EXERCISE REQUIREMENTS >>
- A) Write out the stretch of the news report on the Bali sisters from "The police asked" through "could not move.".
- B) Continue the news report on the Bali sisters of Kalkaji, starting after its final sentence.
START DOCUMENT TEXT
By IANS
New Delhi : Three sisters, battling unemployment and poverty, went foodless for two weeks and one of them died of starvation. Their travails might have gone on but for a neighbour’s call to police that forced them out of their south Delhi home Saturday.
The matter came to light Saturday morning, when police barged into their Kalkaji A Block home, after their neighbours complained of foul smell emanating from the house.
The police asked its occupants, the Bali sisters – Dolly, 43, Poonam, 41, and Neeru, 30 – to open the front door to the flat.
But after receiving no response despite knocking on the door for 15 minutes, the police decided to break the door open.
“On the third hammer strike on the gate, Dolly came near the door and requested us not to damage it. But she again refused to allow us inside the house, which was stinking badly,” Ombir Singh, a police official investigating the matter, told IANS.
“On her refusal, we decided to use the hammers again. As we hit the doors twice more, Dolly opened the door and allowed us inside, but she objected when we tried to examine the house to find the source of the foul smell.”
But the policemen insisted. Then, to their utter shock, they found Neeru’s decomposed body on the bed while Poonam was barely alive and could not move.
“After entering the bedroom we found Neeru’s stinking and swollen body. It seemed that she had died at least five days ago, possibly due to starvation,” Singh said.
END DOCUMENT TEXT
START PROVIDED DATA
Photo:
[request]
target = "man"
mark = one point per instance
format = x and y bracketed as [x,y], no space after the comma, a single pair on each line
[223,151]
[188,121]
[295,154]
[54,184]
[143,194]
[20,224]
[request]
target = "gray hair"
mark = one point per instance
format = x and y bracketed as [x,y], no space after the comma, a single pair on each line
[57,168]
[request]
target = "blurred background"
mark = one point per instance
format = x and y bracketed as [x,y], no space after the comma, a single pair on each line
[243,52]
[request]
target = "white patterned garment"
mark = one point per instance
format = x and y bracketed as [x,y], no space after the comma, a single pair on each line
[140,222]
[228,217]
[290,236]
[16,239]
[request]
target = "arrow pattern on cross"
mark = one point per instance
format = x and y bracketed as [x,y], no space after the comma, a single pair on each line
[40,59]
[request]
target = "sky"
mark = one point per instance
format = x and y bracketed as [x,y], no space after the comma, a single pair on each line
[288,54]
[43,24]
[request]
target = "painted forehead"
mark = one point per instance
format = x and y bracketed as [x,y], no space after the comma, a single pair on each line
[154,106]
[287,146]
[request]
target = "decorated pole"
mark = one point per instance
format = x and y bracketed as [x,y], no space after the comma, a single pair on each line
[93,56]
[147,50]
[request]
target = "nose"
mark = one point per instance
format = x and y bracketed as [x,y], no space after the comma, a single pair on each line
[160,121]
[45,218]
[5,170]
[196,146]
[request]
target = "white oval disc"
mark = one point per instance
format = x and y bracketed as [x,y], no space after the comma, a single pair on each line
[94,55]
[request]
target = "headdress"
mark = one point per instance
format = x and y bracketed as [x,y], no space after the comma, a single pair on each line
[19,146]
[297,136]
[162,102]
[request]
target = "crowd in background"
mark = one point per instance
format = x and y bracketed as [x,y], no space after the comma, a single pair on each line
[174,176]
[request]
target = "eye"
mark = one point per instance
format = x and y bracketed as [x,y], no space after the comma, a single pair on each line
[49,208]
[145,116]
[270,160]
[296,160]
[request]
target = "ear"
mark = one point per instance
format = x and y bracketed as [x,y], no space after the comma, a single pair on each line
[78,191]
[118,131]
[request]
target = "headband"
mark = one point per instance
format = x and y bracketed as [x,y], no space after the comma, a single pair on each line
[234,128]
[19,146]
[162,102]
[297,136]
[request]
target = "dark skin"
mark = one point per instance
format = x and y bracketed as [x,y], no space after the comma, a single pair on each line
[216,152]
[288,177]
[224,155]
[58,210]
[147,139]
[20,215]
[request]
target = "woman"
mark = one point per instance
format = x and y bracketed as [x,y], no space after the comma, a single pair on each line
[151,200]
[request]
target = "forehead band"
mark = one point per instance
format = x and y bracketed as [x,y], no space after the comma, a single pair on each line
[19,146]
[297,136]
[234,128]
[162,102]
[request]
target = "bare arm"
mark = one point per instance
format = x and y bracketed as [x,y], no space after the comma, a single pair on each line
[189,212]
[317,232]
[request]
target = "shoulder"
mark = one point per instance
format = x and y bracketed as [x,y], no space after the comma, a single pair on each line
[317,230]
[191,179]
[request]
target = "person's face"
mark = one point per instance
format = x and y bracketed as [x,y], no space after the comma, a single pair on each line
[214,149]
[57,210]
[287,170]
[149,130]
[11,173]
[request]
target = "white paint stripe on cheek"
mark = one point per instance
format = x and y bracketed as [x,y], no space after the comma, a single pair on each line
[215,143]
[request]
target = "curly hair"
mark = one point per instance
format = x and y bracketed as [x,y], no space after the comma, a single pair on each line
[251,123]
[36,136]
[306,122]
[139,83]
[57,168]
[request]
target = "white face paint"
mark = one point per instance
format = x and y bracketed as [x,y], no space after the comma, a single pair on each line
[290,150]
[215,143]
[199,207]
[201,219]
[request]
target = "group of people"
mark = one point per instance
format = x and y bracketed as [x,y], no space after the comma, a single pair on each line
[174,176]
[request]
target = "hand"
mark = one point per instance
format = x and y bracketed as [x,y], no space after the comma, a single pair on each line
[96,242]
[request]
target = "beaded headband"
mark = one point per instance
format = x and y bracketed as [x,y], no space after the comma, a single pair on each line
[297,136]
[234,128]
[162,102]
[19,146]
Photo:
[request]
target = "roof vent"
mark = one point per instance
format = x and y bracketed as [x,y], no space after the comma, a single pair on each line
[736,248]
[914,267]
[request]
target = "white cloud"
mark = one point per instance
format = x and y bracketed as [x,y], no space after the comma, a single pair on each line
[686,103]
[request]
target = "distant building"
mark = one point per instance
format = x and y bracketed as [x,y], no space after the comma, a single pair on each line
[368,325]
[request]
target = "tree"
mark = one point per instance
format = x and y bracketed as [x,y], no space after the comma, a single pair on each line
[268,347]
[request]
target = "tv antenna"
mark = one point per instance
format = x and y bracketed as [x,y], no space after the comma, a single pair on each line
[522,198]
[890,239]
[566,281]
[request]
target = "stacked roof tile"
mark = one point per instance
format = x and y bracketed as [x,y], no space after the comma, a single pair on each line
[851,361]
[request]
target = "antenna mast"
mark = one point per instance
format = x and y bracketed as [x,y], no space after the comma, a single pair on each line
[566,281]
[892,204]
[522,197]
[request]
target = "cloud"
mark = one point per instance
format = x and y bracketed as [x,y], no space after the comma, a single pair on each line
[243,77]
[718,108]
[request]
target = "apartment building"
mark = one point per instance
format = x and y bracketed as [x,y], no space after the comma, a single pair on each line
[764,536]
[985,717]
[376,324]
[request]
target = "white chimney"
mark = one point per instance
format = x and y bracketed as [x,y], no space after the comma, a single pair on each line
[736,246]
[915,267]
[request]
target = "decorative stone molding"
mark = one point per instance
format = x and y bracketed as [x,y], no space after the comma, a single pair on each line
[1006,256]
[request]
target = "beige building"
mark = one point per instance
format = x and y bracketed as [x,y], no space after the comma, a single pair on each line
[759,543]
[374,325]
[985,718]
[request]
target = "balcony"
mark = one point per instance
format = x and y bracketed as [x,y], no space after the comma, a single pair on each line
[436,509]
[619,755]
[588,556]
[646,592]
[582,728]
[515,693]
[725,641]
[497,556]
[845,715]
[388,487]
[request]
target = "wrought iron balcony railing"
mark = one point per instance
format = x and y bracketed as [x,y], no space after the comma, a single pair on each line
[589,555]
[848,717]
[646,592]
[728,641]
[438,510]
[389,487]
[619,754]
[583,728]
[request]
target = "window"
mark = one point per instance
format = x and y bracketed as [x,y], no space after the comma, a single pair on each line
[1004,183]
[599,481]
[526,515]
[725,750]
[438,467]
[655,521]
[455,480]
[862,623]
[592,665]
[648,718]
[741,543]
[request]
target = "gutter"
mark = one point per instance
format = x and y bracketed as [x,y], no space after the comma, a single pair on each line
END PROVIDED DATA
OUTPUTS FOR THE TASKS >>
- A)
The police asked its occupants, the Bali sisters – Dolly, 43, Poonam, 41, and Neeru, 30 – to open the front door to the flat.
But after receiving no response despite knocking on the door for 15 minutes, the police decided to break the door open.
“On the third hammer strike on the gate, Dolly came near the door and requested us not to damage it. But she again refused to allow us inside the house, which was stinking badly,” Ombir Singh, a police official investigating the matter, told IANS.
“On her refusal, we decided to use the hammers again. As we hit the doors twice more, Dolly opened the door and allowed us inside, but she objected when we tried to examine the house to find the source of the foul smell.”
But the policemen insisted. Then, to their utter shock, they found Neeru’s decomposed body on the bed while Poonam was barely alive and could not move.

- B)
“When we asked Dolly about the matter, she was unable to speak and was gasping for breath. She pleaded with us for food by making signs. When the neighbours brought the food, she snatched it and munched in such a fashion that it was clear she had not eaten for several days,” the official said.
The neighbours along with police rushed the surviving sisters to a private nursing home, where Poonam’s condition was stated to be critical. Dolly, who was showing recovery signs, had suffered a mental trauma.
Neeru’s body was sent for post mortem examination to the All India Institute of Medical Sciences (AIIMS).
“The sisters never kept in touch with neighbours and used to prefer staying inside their home. We had not seen them for the past few months,” said one of their neighbours, requesting not to be named.
“The sisters steadily became more and more unapproachable after the death of their parents 12 years ago. We never saw any of their relative visiting them,” the neighbour said.
Police said initial investigations revealed that Poonam had been the sole breadwinner for the sisters after the death of their parents. She lost her job six months ago.
“She was a lecturer with a polytechnic institute in south Delhi. She was staying at home with her two sisters after being forced to quit. Till now we haven’t found any other source of income for them,” Singh said.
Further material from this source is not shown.